--- Set problem ---
Reproduce the entries from the line with "Task: tag the spoon bowl" up to and including the last line of the entries, swapping "parsley" for "cilantro" and keeping everything else the same.

--- Record excerpts ---
+===+

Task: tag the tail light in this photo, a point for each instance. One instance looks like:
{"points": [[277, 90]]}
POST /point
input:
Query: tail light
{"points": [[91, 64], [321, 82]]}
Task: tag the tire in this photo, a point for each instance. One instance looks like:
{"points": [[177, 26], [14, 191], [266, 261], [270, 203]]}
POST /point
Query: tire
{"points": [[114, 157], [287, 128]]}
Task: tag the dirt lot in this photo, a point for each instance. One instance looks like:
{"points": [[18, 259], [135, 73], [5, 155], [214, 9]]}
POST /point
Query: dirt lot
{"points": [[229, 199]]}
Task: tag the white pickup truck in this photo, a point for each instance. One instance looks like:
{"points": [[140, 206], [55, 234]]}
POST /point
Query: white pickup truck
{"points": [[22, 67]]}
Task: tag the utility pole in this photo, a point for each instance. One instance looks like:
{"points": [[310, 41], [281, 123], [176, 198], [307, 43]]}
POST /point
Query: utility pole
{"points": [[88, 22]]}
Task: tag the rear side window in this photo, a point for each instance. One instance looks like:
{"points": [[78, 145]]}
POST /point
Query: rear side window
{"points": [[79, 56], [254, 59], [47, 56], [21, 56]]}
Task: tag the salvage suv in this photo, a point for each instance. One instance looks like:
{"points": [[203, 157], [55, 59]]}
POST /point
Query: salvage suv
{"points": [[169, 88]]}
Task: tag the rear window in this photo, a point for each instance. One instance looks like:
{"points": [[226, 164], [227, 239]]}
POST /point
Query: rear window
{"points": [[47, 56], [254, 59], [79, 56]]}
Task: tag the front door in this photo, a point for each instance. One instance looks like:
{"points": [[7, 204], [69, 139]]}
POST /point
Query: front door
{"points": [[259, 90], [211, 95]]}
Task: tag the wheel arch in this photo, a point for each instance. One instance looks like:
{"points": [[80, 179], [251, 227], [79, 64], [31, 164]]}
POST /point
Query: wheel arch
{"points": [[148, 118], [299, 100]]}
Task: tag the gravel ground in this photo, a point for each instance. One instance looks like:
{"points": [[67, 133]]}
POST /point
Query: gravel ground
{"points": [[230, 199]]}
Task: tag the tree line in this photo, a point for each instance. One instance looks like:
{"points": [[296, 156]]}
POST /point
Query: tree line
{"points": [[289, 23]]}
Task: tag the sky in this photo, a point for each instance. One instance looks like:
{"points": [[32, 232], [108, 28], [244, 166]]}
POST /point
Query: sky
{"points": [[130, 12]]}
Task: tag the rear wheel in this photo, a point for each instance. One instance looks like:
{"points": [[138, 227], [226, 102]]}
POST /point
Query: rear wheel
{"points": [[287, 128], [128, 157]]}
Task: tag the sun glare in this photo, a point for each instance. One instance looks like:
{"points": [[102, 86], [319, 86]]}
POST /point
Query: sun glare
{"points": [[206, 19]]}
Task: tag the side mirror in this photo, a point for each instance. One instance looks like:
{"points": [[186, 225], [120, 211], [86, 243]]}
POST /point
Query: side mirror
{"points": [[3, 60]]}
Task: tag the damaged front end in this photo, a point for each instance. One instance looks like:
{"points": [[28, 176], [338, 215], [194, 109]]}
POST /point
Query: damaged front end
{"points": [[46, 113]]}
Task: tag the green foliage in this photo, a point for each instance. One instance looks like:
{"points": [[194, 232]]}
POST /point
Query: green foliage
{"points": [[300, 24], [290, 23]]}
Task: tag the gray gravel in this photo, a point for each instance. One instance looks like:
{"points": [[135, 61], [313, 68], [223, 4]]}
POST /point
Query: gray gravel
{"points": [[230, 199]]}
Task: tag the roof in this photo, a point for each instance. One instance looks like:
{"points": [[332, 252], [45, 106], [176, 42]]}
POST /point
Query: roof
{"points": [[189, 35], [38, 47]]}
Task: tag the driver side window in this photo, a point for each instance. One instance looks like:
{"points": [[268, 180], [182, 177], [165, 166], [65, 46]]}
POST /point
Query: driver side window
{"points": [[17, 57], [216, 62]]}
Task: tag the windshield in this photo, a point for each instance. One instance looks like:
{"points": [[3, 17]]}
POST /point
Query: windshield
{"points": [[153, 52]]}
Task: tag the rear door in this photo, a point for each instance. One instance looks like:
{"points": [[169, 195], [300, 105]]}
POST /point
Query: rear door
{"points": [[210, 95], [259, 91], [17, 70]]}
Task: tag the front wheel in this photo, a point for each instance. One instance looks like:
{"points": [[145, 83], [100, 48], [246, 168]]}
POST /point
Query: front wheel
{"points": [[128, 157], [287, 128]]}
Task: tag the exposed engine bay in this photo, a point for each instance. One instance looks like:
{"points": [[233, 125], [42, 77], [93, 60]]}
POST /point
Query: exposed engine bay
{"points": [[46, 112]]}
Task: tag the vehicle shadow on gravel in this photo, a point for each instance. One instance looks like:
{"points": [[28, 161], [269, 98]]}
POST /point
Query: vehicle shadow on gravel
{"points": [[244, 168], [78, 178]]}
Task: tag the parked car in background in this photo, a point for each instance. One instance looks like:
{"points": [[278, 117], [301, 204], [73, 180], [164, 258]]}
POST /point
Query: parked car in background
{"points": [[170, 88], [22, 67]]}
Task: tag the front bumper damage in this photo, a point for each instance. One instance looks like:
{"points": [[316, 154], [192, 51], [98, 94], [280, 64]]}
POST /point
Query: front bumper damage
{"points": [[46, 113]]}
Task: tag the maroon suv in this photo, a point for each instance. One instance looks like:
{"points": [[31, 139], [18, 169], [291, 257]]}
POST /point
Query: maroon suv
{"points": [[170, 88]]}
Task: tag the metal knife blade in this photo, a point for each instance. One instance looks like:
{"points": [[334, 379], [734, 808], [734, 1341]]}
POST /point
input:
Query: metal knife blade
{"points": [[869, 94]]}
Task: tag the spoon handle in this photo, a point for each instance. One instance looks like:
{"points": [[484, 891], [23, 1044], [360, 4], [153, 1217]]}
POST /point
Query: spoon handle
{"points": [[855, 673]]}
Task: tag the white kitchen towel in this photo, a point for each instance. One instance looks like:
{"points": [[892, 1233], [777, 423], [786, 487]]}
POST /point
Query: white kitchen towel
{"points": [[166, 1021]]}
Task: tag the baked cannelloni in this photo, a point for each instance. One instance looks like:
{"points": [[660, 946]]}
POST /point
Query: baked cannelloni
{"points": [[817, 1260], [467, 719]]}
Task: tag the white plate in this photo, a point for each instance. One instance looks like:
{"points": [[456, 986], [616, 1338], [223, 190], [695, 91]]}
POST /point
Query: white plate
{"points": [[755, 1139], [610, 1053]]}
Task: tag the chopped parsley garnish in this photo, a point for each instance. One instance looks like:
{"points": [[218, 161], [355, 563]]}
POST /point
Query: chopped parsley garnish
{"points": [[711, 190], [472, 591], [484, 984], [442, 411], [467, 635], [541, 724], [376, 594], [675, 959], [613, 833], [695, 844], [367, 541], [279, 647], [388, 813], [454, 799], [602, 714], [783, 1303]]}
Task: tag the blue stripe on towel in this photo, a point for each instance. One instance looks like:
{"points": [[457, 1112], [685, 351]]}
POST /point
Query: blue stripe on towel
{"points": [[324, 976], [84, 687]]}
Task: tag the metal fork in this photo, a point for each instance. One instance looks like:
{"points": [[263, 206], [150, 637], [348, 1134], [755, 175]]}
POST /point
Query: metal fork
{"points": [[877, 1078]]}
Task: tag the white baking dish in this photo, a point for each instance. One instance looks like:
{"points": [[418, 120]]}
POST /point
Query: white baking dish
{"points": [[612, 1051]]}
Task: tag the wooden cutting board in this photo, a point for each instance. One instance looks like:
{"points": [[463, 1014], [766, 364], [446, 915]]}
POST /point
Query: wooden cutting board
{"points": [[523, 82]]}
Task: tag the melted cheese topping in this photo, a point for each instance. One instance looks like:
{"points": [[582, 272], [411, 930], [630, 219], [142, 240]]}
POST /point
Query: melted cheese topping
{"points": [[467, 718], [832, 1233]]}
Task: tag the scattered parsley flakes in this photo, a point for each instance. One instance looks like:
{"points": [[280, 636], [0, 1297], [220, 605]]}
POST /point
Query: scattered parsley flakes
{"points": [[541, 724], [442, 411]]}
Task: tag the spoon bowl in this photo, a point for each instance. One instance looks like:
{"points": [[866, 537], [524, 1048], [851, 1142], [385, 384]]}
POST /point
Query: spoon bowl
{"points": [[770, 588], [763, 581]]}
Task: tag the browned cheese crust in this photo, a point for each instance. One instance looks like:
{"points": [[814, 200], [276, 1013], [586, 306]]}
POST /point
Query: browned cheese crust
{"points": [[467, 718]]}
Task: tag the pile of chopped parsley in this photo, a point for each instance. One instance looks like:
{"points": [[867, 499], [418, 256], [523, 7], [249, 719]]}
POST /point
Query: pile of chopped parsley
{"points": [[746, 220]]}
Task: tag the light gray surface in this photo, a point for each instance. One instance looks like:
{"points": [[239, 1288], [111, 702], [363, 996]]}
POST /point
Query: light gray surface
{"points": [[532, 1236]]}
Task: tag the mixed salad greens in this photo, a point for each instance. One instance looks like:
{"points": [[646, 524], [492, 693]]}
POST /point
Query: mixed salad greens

+===+

--- Result for this exercise ---
Task: tag the spoon bowl in this photo, a point for each instance. One instance looks like:
{"points": [[866, 537], [524, 1048], [851, 1142], [385, 384]]}
POST /point
Query: spoon bowl
{"points": [[770, 588], [763, 581]]}
Task: tag the browned cheese crust in this photo, a point for each instance. One instance looks like:
{"points": [[814, 200], [276, 1013], [586, 306]]}
POST /point
Query: browned cheese crust
{"points": [[467, 718]]}
Task: tag the pile of chopped cilantro in this photo, a point for each instance. One instance looks like:
{"points": [[867, 499], [418, 256], [523, 7], [249, 719]]}
POST /point
Query: pile of chopped cilantro
{"points": [[746, 220]]}
Task: tag the light gray surface in this photo, a point for each instance. One instance looks like:
{"points": [[239, 1288], [111, 702], [363, 996]]}
POST /point
Query: light gray surface
{"points": [[532, 1236]]}
Task: tag the mixed salad greens in this photo, a point for each instance. One instance looks like:
{"points": [[646, 524], [492, 693]]}
POST /point
Query: mixed salad greens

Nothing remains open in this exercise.